__Given text__
<<<<

Working with AER#

Address-event representations (AER) is one of many ways to represent events. In AER, a single event is represented by a tuple, describing its “coordinates” in spacetime. For a 2-dimensional camera, that can be

\[ t \times x \times y \]

If we have many events (and we do!), then we observe a very long list of these AER tuples, like this in csv format:

0,120,3
0,271,128
...

Note that this is very different from how we are normally working with data (in dense tensors). So, first, we should convert these coordinates to tensors.

Task 0: Imports#

import numpy as np
import torch
from urllib.request import urlretrieve
import matplotlib.pyplot as plt
import tqdm
---------------------------------------------------------------------------
ModuleNotFoundError                       Traceback (most recent call last)
Cell In[1], line 5
      3 from urllib.request import urlretrieve
      4 import matplotlib.pyplot as plt
----> 5 import tqdm

ModuleNotFoundError: No module named 'tqdm'

Task 1: Working with coordinates#

We prepared a simple sample in a CSV file. It’s in the file sample.csv. Load it using numpy.loadtxt or similar. Can you make sense of it? What does it show? Can you name each column?

>>>>

__Given problem 1__
Do these statements agree with the text on address-event representations? Answer yes or no for each, quoting the words of the text that decide it.
(a) In AER, a single event is represented by a tuple.
(b) The prepared sample is stored in a file named sample.json.
(c) The line importing tqdm runs without error.
The records have no connection to the text on address-event representations.

Recorded data
<<<<

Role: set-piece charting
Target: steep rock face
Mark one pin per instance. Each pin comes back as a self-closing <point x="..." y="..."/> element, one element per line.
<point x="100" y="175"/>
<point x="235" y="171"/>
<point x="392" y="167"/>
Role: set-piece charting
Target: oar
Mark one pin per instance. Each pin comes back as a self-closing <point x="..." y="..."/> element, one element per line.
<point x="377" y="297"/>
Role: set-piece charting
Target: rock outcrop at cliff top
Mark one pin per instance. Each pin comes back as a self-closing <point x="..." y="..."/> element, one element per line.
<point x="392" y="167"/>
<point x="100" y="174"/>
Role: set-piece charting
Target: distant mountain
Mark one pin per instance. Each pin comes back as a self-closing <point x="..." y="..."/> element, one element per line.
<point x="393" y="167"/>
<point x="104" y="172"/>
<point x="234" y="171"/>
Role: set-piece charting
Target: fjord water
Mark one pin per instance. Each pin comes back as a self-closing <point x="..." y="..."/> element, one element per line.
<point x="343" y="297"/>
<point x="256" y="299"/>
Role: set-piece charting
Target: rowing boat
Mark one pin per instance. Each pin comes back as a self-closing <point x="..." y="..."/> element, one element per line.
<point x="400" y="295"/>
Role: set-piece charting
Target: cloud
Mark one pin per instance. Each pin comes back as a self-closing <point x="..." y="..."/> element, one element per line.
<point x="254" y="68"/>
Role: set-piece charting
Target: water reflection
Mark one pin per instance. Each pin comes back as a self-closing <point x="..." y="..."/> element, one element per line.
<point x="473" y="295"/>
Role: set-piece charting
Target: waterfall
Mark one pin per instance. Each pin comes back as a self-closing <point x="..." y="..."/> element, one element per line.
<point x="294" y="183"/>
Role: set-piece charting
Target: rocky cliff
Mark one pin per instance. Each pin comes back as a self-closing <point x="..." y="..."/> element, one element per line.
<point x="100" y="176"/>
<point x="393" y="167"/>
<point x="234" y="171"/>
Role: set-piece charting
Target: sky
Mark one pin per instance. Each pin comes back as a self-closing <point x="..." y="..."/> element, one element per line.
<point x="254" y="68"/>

>>>>

__Given problem 2__
Which lines of the records contain the word "Target"? Filter them out and copy each one, treating case as significant.

__Task solution 1__
(a) Yes: "a single event is represented by a tuple"
(b) No: "It’s in the file sample.csv."
(c) No: "ModuleNotFoundError: No module named 'tqdm'"

__Task solution 2__
Target: steep rock face
Target: oar
Target: rock outcrop at cliff top
Target: distant mountain
Target: fjord water
Target: rowing boat
Target: cloud
Target: water reflection
Target: waterfall
Target: rocky cliff
Target: sky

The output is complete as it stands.